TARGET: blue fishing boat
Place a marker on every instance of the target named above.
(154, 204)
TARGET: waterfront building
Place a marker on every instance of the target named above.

------------------------------------

DIRECTIVE: Could you set out the lines above as a numbered list and omit any blank lines?

COMPLETED TASK:
1. TARGET: blue fishing boat
2. Place a marker on every instance of the target named above.
3. (154, 204)
4. TARGET: waterfront building
5. Place a marker on every instance of the target named above.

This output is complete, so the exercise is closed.